— Start STORED DATA —

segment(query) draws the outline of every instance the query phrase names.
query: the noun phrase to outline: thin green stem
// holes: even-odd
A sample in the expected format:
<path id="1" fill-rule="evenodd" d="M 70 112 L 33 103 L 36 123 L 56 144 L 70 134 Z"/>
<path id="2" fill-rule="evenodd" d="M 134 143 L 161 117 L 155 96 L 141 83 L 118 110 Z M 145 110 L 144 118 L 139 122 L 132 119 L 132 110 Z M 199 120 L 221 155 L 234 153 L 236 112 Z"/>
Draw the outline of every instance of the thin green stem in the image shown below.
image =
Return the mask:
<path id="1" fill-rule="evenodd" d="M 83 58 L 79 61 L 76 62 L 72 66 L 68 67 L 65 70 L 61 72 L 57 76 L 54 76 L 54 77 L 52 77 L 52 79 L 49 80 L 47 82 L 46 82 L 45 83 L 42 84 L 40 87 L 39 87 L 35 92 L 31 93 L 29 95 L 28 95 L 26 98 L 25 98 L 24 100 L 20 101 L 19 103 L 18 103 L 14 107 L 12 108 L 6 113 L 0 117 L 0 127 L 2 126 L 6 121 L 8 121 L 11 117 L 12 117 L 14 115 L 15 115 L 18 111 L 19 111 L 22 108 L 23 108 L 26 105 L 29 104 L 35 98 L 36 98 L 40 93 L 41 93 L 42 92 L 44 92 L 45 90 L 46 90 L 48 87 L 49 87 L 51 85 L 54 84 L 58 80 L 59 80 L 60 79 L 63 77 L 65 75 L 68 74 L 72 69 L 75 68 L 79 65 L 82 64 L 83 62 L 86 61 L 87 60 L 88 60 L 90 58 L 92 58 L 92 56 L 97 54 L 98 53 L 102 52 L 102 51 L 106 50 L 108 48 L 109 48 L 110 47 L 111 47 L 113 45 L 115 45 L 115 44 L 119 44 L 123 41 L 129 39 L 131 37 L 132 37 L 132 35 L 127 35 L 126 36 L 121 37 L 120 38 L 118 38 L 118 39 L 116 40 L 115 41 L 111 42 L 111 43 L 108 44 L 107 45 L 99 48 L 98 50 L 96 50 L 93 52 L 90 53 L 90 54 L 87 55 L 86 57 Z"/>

— End STORED DATA —

• [THE EXERCISE] Return every line of the entry above verbatim, in its original order.

• [RIGHT ANSWER]
segment(query) draws the outline of every instance the query phrase names.
query: the noun phrase to outline: thin green stem
// holes: even-odd
A sample in the expected format:
<path id="1" fill-rule="evenodd" d="M 70 112 L 33 103 L 36 123 L 56 144 L 70 134 Z"/>
<path id="2" fill-rule="evenodd" d="M 134 143 L 161 117 L 155 96 L 141 83 L 118 110 Z M 145 110 L 144 118 L 139 122 L 132 119 L 132 110 Z M 199 120 L 221 155 L 234 153 L 236 112 Z"/>
Draw the outline of every instance of the thin green stem in the image shown below.
image =
Return the mask:
<path id="1" fill-rule="evenodd" d="M 83 58 L 79 61 L 76 62 L 72 66 L 68 67 L 65 70 L 61 72 L 57 76 L 54 76 L 54 77 L 52 77 L 52 79 L 49 80 L 47 82 L 46 82 L 45 83 L 42 84 L 40 87 L 39 87 L 35 92 L 31 93 L 29 95 L 28 95 L 26 98 L 25 98 L 24 100 L 20 101 L 19 103 L 18 103 L 14 107 L 12 108 L 6 113 L 0 117 L 0 127 L 2 126 L 6 121 L 8 121 L 11 117 L 12 117 L 14 115 L 15 115 L 18 111 L 19 111 L 22 108 L 23 108 L 26 105 L 29 104 L 35 98 L 36 98 L 40 93 L 41 93 L 42 92 L 44 92 L 45 90 L 46 90 L 48 87 L 49 87 L 51 85 L 54 84 L 58 80 L 59 80 L 60 79 L 63 77 L 65 75 L 68 74 L 72 69 L 75 68 L 79 65 L 82 64 L 83 62 L 86 61 L 87 60 L 88 60 L 90 58 L 92 58 L 92 56 L 97 54 L 98 53 L 102 52 L 102 51 L 106 50 L 108 48 L 109 48 L 110 47 L 111 47 L 113 45 L 115 45 L 115 44 L 119 44 L 123 41 L 129 39 L 131 37 L 132 37 L 132 35 L 127 35 L 126 36 L 121 37 L 120 38 L 118 38 L 118 39 L 116 40 L 115 41 L 111 42 L 111 43 L 108 44 L 107 45 L 99 48 L 98 50 L 96 50 L 93 52 L 90 53 L 90 54 L 87 55 L 86 57 Z"/>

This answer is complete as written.